WORKING DATA:
══════
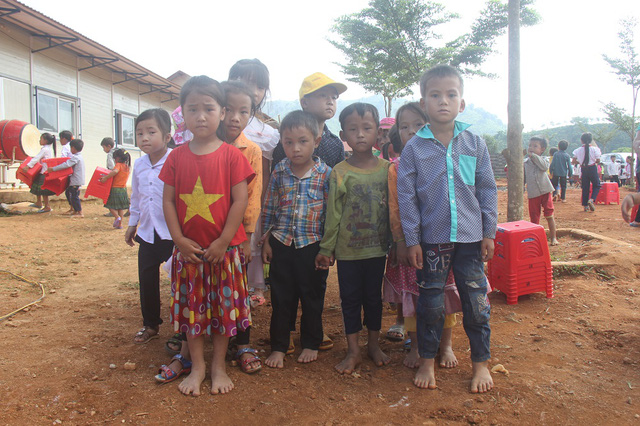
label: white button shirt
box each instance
[129,149,171,244]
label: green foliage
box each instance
[329,0,539,116]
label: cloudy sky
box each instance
[17,0,640,130]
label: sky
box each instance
[15,0,640,130]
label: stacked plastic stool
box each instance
[596,182,620,204]
[488,220,553,305]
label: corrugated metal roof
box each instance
[0,0,180,100]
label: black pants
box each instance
[136,231,173,328]
[551,175,567,200]
[582,164,600,207]
[338,256,386,334]
[269,236,329,353]
[64,185,82,213]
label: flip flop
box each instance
[236,348,262,374]
[154,354,192,384]
[386,324,404,342]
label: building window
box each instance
[36,87,78,135]
[116,110,137,147]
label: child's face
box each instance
[182,92,225,142]
[300,86,338,121]
[224,93,251,142]
[398,109,427,147]
[529,141,543,155]
[340,111,378,154]
[239,78,267,105]
[281,127,321,166]
[420,76,465,125]
[136,118,171,155]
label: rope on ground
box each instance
[0,269,45,321]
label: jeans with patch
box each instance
[417,242,491,362]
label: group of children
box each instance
[117,60,497,395]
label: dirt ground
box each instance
[0,181,640,425]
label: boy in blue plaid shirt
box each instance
[262,111,331,368]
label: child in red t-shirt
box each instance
[159,76,255,395]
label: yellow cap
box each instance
[300,72,347,99]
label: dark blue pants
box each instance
[582,164,600,207]
[338,256,386,334]
[416,242,491,362]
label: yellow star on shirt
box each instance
[180,176,224,224]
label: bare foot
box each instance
[335,352,362,374]
[298,349,318,364]
[413,358,438,389]
[367,345,391,367]
[403,345,420,368]
[178,366,205,396]
[471,361,493,393]
[211,369,234,395]
[440,343,458,368]
[264,351,284,368]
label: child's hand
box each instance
[242,240,253,265]
[407,244,422,269]
[316,253,335,269]
[396,241,411,266]
[620,194,635,223]
[262,239,273,264]
[204,238,228,263]
[124,226,138,247]
[480,238,495,262]
[174,237,204,263]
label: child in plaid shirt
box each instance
[262,111,331,368]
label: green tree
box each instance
[329,0,539,116]
[602,18,640,151]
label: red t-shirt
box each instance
[159,143,255,249]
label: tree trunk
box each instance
[507,0,524,222]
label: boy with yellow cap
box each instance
[271,72,347,170]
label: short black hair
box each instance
[69,139,84,152]
[558,139,569,151]
[420,65,464,98]
[339,102,380,130]
[100,137,116,148]
[529,136,549,152]
[280,110,320,139]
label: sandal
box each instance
[387,324,404,342]
[164,333,182,356]
[236,348,262,374]
[318,334,333,351]
[154,354,192,383]
[133,325,160,345]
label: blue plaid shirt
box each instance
[398,121,498,247]
[262,157,331,248]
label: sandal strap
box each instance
[236,348,260,359]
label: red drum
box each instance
[0,120,41,160]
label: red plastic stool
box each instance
[596,182,620,204]
[488,220,553,305]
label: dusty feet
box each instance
[298,349,318,364]
[211,369,234,395]
[335,351,362,374]
[440,343,458,368]
[367,344,391,367]
[178,366,205,396]
[402,343,420,368]
[413,358,438,389]
[471,361,493,393]
[264,351,284,368]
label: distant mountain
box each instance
[263,96,507,135]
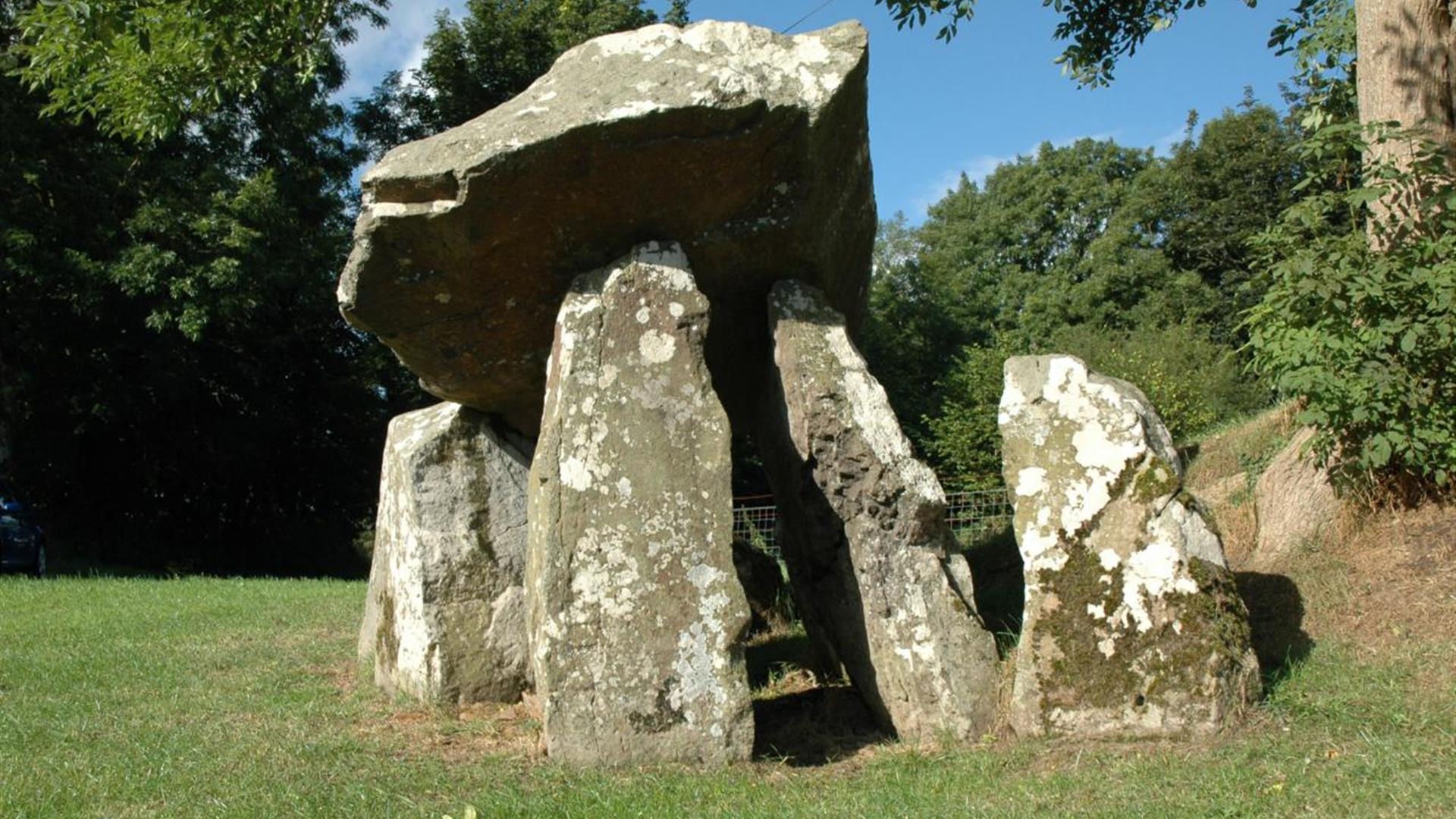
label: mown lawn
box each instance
[0,579,1456,819]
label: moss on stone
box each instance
[1038,545,1249,727]
[1133,456,1182,504]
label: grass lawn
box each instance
══════
DIRECTIONS: Output the stretch of the listing from the line containing "label: child's face" through the line containing "[159,76,255,395]" as a JSON list of strings, one string per line, with blank lines left out.

RESULT:
[
  "label: child's face",
  "box each instance",
  "[182,92,225,142]",
  "[300,86,338,121]",
  "[224,93,251,142]",
  "[398,109,427,147]",
  "[529,141,543,155]",
  "[340,111,378,154]",
  "[239,78,267,105]",
  "[281,127,321,166]",
  "[420,76,465,125]",
  "[136,118,171,155]",
  "label: rope on ground",
  "box each instance",
  "[0,269,45,321]",
  "label: jeans with patch",
  "box each instance",
  "[417,242,491,362]",
  "label: group of children",
  "box each instance",
  "[117,60,497,395]",
  "label: dirt ground",
  "box each instance",
  "[0,181,640,425]",
  "label: boy in blue plaid shirt",
  "box each instance",
  "[262,111,331,368]",
  "label: child in red t-shirt",
  "box each instance",
  "[159,76,255,395]"
]